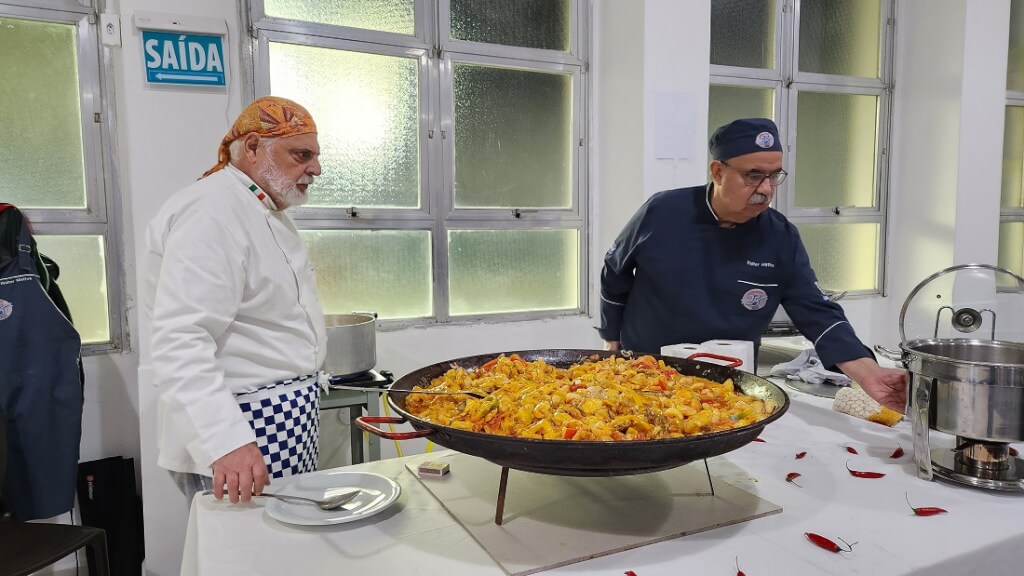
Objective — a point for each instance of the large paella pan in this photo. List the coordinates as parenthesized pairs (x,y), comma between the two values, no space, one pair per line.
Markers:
(574,457)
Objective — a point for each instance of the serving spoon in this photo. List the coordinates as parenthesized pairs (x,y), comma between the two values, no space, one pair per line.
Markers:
(390,391)
(327,504)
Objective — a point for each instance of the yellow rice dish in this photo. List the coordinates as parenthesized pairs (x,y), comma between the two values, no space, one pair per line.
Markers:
(595,400)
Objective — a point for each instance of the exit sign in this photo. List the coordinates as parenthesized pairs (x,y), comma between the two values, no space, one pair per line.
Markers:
(196,59)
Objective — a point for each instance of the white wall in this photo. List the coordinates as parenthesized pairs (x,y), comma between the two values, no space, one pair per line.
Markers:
(946,104)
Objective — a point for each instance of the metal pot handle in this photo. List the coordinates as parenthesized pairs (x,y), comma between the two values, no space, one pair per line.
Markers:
(906,303)
(365,423)
(732,362)
(895,356)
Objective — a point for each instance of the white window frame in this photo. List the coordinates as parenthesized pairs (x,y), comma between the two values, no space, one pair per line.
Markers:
(434,49)
(787,82)
(97,218)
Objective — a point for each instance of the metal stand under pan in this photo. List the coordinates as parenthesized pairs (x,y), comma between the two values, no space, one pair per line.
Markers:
(980,464)
(504,483)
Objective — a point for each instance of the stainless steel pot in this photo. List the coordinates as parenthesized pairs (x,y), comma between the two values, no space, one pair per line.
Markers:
(351,343)
(970,387)
(975,388)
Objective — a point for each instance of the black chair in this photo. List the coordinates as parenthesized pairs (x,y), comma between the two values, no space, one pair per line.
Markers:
(27,546)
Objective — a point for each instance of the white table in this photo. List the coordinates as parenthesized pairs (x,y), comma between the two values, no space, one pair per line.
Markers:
(982,534)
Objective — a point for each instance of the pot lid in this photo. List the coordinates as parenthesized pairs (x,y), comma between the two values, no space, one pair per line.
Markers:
(977,301)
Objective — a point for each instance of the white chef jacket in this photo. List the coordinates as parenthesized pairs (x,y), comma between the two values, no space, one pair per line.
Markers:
(232,302)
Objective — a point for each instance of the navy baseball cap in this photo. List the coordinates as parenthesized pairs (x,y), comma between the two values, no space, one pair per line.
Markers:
(744,136)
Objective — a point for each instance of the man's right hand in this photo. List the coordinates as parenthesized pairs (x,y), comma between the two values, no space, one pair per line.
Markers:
(243,471)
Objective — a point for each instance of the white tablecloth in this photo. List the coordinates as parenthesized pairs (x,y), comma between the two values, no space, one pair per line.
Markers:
(982,534)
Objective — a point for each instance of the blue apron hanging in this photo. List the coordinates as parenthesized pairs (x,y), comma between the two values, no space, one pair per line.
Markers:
(286,418)
(40,392)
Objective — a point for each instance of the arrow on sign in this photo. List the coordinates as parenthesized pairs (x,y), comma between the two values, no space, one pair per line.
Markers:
(162,76)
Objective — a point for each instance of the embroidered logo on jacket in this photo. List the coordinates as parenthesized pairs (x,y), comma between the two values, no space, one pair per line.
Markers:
(755,298)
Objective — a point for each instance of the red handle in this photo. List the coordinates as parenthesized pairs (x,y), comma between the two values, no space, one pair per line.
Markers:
(732,362)
(364,422)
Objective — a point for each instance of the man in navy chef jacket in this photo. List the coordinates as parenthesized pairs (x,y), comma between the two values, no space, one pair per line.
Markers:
(715,261)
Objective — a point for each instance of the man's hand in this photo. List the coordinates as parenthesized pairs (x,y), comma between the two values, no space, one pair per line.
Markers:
(886,385)
(243,470)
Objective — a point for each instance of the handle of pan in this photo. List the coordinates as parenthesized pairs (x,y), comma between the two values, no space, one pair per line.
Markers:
(895,356)
(732,362)
(367,423)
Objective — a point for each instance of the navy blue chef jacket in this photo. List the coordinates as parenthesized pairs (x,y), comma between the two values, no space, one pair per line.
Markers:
(675,276)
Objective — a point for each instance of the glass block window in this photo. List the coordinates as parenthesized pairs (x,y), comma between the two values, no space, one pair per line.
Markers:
(845,256)
(513,137)
(821,70)
(453,154)
(837,136)
(1012,246)
(368,122)
(1012,194)
(743,33)
(529,24)
(397,16)
(383,271)
(83,262)
(513,271)
(53,152)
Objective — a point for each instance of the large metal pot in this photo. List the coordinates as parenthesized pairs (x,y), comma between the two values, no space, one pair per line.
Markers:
(970,387)
(975,387)
(568,457)
(351,343)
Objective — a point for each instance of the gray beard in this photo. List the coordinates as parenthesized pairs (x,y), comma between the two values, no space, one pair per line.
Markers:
(288,193)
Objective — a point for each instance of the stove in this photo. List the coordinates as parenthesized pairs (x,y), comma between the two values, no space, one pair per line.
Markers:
(978,463)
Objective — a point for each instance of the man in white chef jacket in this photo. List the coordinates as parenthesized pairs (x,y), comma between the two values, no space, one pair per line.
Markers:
(238,328)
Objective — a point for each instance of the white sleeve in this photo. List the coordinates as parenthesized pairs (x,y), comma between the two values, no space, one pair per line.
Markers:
(199,290)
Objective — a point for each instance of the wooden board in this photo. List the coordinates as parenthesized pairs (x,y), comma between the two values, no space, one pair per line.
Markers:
(552,521)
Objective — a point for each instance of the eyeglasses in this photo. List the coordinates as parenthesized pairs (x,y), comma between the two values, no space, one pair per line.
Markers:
(755,178)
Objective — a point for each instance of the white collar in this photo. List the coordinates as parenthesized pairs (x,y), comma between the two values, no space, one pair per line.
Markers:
(263,197)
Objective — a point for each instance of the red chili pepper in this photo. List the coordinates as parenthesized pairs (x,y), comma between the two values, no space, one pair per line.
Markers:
(925,510)
(827,544)
(859,474)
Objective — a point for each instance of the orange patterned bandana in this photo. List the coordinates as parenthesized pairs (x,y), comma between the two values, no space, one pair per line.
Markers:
(269,117)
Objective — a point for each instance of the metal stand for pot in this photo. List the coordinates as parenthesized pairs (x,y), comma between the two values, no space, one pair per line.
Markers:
(504,483)
(978,463)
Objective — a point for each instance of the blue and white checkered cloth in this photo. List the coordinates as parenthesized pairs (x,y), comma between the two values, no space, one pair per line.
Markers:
(286,418)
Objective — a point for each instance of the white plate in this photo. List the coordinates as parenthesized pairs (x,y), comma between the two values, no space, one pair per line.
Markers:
(377,494)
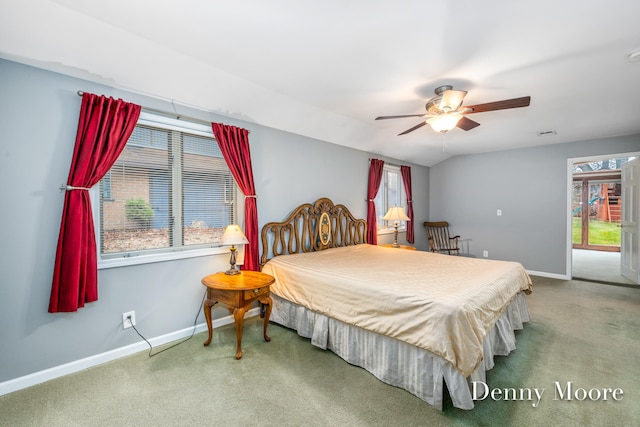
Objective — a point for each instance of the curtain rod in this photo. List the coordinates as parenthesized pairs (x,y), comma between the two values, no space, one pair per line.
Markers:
(387,163)
(166,113)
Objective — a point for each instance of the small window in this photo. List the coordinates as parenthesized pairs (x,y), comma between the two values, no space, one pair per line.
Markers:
(169,192)
(391,193)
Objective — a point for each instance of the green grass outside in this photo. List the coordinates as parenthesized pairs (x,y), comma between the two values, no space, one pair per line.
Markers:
(600,232)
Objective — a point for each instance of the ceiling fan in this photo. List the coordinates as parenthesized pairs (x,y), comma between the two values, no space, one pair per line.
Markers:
(445,110)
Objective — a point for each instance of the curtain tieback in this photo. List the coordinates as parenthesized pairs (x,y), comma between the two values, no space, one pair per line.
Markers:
(71,187)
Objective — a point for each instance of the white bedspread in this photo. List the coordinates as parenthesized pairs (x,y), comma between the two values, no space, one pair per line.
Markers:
(443,304)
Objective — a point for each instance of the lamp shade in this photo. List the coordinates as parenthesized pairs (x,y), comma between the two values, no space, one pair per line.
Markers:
(444,122)
(395,213)
(233,235)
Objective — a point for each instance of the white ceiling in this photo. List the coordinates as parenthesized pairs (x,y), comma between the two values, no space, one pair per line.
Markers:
(326,69)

═══

▶ **WHAT TO WORK ON**: Find out how many lines in the listing contain the string "navy". Give the number alone.

▶ **ANSWER SECTION**: 3